Reproduce the entries so that every line matches the original exactly.

• **Given data**
<<<<

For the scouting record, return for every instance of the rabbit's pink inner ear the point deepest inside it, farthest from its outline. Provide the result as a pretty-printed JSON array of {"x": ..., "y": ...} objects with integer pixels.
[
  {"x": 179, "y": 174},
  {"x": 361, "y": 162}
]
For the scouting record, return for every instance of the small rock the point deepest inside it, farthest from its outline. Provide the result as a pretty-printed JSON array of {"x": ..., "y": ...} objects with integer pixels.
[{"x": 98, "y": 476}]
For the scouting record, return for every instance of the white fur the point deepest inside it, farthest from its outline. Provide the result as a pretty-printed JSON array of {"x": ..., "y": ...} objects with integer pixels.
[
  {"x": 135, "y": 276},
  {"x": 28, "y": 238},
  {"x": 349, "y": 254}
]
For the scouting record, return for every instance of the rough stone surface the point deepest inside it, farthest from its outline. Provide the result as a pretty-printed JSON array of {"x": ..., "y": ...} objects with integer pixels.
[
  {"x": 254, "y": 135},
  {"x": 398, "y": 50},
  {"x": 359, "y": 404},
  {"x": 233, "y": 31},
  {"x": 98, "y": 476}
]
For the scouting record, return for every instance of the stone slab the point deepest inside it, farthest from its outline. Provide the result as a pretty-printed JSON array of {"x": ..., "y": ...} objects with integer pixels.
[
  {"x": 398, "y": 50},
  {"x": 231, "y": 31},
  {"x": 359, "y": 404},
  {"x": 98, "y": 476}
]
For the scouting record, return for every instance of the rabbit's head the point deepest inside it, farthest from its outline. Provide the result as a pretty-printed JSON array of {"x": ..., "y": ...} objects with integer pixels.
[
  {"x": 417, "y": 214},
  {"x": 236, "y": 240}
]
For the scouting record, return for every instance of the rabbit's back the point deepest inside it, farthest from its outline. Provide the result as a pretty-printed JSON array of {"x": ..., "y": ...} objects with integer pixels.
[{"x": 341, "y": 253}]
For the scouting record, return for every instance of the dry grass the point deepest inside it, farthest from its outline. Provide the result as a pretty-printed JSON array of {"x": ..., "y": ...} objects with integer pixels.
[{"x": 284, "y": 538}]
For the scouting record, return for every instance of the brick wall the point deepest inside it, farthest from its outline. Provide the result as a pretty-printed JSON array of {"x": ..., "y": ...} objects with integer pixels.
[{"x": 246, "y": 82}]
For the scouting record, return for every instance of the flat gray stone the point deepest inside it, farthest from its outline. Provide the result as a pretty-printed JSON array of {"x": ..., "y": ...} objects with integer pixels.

>>>>

• **Written answer**
For the scouting record, return for every instance of the rabbit's pink inner ear the point deepest inside it, farthest from its outline. Provide the result as a pretty-printed JSON array of {"x": ..., "y": ...} objects with integer pixels.
[
  {"x": 179, "y": 174},
  {"x": 361, "y": 162}
]
For the scouting record, return for every instance of the small rock the point deepest inside it, farthest from its outline. Provide the result as a pretty-printed JSON array of {"x": ..., "y": ...} objects with integer pixels.
[{"x": 98, "y": 476}]
For the scouting record, return for every instance of the white fur the point deepest inside it, farthest from its outline. Provide the result as a pretty-printed JSON array of {"x": ..., "y": ...} objects with integer pixels.
[
  {"x": 135, "y": 276},
  {"x": 28, "y": 238},
  {"x": 349, "y": 254}
]
For the scouting record, return for every instance of the rough stone surface the point deepest inside it, farthest from its outline. Provide the result as a pretty-printed JSON array of {"x": ..., "y": ...} objects with integer pixels.
[
  {"x": 254, "y": 135},
  {"x": 398, "y": 50},
  {"x": 359, "y": 404},
  {"x": 233, "y": 31},
  {"x": 98, "y": 476}
]
For the scouting record, return for every instance of the stone slab the point deepest inside it, farthest from its outline. Provide the result as a pretty-printed JSON array of {"x": ..., "y": ...} objects with integer pixels.
[
  {"x": 398, "y": 50},
  {"x": 231, "y": 31},
  {"x": 359, "y": 404},
  {"x": 98, "y": 476}
]
For the scouting record, return for every instance of the rabbit's head the point deepest inside it, farthest from its outline. Provide the result as a pretty-printed JSON array of {"x": ..., "y": ...} objects with integer pixels.
[
  {"x": 417, "y": 214},
  {"x": 236, "y": 240}
]
For the scouting record, return for every instance of the rabbit's back the point deepest inside it, farthest from its outline. Provide the result as a pretty-printed JSON array of {"x": ..., "y": ...} objects with integer pixels.
[{"x": 341, "y": 253}]
For the scouting record, return for every instance of the dry grass the point deepest inside it, farthest from its outline. Provide the result as a pretty-printed JSON array of {"x": ..., "y": ...} objects with integer pixels.
[{"x": 284, "y": 538}]
For the scouting record, return for every instance of the brick wall the point deepest inside it, farthest from its outline. Provide the result as a pretty-printed JSON array of {"x": ..., "y": ...} objects with integer pixels.
[{"x": 246, "y": 82}]
For the scouting record, return for every instance of the flat gray stone the point deepest inside it, farthest from its outline. Provide the result as a pretty-printed JSON array of {"x": ..., "y": ...} objects with integer pixels.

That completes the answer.